Reproduce the stretch of entries from the line containing "Pick out the forest" through the line containing "Pick out the pine tree. One pin per instance.", both included, with no changes.
### Exercise data ###
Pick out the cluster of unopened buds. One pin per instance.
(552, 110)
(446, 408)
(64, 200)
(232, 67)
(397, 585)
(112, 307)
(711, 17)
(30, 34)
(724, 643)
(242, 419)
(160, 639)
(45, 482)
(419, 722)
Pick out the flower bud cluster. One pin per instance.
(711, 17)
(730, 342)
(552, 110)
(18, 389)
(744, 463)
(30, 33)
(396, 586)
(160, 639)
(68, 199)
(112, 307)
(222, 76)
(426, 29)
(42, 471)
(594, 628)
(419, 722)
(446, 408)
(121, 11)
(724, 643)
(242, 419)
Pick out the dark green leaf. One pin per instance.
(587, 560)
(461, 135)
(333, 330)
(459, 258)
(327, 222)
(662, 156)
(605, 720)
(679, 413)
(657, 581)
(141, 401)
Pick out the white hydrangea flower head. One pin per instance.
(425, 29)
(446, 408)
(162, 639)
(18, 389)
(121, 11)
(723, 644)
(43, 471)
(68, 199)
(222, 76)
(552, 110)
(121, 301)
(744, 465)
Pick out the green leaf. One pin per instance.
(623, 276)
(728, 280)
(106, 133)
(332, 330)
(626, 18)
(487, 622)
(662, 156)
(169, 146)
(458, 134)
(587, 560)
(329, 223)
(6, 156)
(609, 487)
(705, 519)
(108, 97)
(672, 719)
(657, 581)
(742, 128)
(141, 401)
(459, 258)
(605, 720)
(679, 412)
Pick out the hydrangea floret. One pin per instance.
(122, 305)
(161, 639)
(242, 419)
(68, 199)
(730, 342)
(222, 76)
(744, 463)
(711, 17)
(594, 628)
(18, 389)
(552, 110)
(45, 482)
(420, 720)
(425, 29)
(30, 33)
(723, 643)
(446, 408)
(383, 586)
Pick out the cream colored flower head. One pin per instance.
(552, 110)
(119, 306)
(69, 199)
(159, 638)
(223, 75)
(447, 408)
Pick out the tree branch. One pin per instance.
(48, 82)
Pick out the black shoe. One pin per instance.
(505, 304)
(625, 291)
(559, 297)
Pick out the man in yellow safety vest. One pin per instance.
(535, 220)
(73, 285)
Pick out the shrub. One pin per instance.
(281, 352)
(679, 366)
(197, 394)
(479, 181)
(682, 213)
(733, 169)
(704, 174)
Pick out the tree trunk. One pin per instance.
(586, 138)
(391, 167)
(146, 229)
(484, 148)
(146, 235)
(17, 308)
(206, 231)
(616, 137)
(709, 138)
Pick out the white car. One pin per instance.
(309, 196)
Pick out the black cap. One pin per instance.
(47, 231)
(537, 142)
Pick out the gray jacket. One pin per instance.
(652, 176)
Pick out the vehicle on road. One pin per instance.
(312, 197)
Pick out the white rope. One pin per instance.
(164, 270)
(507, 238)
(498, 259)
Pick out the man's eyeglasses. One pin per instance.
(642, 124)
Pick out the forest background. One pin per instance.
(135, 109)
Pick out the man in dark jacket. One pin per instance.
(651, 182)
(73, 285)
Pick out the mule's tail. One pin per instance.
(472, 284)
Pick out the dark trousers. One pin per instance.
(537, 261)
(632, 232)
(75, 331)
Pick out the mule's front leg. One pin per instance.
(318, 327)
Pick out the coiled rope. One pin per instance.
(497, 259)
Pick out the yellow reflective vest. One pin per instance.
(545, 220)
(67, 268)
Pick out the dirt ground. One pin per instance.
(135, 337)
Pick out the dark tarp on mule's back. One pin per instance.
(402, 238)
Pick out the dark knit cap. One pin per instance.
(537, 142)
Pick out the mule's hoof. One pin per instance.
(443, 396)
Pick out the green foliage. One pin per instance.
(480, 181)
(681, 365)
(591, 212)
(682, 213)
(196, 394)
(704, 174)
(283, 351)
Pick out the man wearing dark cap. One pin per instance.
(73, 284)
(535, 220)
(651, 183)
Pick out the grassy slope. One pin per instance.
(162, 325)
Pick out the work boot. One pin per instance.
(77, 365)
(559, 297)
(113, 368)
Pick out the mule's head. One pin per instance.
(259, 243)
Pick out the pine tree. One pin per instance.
###
### Exercise data ###
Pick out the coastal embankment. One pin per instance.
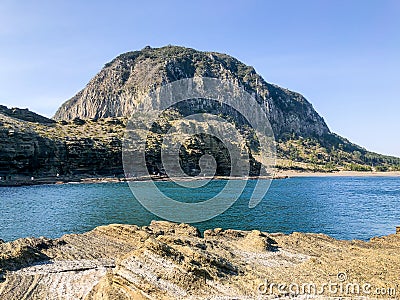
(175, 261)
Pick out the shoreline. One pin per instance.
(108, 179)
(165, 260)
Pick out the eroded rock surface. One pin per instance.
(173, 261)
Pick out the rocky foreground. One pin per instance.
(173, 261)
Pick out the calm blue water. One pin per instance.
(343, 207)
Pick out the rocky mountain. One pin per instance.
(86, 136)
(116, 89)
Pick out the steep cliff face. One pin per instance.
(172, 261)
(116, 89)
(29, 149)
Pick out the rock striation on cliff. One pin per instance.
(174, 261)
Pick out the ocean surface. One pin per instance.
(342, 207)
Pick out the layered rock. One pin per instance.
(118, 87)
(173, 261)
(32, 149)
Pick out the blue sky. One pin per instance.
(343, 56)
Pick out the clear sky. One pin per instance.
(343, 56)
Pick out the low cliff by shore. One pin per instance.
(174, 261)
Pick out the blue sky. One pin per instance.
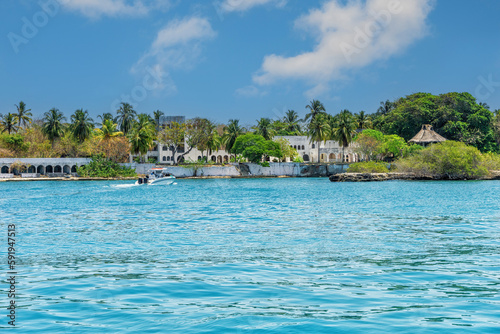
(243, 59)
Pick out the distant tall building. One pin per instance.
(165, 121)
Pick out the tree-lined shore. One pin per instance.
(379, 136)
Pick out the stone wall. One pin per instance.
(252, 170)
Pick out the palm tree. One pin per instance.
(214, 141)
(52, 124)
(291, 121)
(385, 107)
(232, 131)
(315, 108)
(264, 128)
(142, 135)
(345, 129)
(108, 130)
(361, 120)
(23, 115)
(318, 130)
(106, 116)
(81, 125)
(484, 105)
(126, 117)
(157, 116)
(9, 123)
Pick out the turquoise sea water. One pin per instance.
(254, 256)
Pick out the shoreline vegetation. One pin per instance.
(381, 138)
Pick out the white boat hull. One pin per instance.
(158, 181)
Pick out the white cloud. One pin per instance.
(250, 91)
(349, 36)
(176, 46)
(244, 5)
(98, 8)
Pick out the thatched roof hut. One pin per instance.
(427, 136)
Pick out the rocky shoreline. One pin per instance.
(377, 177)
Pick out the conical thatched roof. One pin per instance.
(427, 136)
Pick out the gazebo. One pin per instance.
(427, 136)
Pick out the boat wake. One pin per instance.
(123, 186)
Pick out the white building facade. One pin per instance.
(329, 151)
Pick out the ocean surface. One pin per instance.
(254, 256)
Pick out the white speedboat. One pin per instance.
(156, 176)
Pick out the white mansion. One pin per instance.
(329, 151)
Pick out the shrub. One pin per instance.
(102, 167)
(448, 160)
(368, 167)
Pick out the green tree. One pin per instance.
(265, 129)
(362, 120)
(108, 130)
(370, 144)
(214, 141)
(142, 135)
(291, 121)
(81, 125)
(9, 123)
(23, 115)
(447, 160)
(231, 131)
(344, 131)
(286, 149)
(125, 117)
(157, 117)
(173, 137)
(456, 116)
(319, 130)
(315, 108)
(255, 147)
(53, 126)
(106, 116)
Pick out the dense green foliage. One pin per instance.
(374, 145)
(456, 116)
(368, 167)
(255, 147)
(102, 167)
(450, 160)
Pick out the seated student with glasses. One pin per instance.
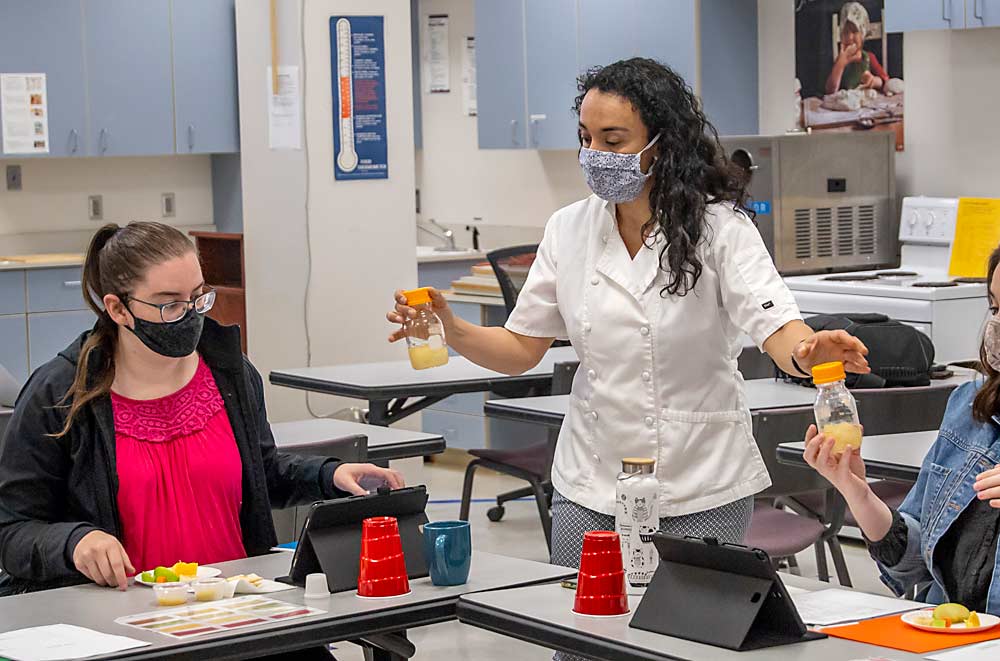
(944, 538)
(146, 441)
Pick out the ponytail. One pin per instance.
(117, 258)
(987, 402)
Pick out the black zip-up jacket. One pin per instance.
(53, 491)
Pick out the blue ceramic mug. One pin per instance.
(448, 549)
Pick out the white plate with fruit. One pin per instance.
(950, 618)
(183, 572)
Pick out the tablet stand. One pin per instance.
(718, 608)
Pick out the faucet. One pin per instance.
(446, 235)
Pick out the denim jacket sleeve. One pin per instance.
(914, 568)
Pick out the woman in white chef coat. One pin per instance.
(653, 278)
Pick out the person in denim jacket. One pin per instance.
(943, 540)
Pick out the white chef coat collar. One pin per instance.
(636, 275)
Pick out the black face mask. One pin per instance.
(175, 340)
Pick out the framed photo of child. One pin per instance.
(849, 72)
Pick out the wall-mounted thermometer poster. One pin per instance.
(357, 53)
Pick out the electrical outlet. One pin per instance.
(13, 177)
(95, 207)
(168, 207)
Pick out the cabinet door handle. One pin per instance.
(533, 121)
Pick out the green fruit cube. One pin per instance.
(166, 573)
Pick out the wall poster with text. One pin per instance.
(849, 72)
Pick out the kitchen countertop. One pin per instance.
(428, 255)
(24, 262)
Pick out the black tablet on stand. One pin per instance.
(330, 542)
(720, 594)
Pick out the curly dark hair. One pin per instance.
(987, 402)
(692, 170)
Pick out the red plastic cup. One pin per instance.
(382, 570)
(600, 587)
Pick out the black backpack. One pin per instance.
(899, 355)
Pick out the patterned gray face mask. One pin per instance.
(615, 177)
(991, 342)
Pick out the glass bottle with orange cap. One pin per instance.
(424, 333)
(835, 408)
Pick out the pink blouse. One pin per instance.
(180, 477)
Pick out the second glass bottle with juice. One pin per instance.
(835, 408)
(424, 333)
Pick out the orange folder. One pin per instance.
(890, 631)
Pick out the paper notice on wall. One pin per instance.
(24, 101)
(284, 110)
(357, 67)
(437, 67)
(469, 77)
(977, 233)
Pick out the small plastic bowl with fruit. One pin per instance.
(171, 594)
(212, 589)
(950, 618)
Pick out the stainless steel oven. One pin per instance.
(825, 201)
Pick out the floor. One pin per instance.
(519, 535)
###
(Result):
Pick out the forest background. One pin per instance.
(135, 109)
Pick out the man in dark jacket. One pin per instance.
(651, 182)
(73, 285)
Pick out the mule's tail. One pin per instance.
(472, 284)
Pick out the dark trousers. One pin per instance.
(537, 261)
(632, 232)
(75, 331)
Pick out the mule's front leg. One pin per instance.
(318, 327)
Pick out the coiled rope. One pin per instance.
(497, 259)
Pick out the yellow reflective vest. One pin per instance.
(545, 220)
(67, 268)
Pick out the dirt ground. One pin per instance.
(135, 337)
Pick out the dark tarp on mule's back. One pin per instance.
(402, 238)
Pick out the dark knit cap. One pin per instance.
(537, 142)
Pick out the mule's hoof. One pin per instance.
(443, 396)
Pick out the green foliage. One pin per instance.
(480, 181)
(681, 365)
(591, 212)
(682, 213)
(196, 394)
(704, 174)
(283, 351)
Pick out the man wearing dark cap. One pin per instance.
(73, 284)
(535, 220)
(651, 183)
Pick out the grassy slope. One pin per instance.
(162, 325)
Pick out the work boot. One pin per instance.
(77, 365)
(559, 297)
(113, 368)
Pick out the mule's head. One pin per instance.
(259, 243)
Pick out the pine tree. One pin per instance.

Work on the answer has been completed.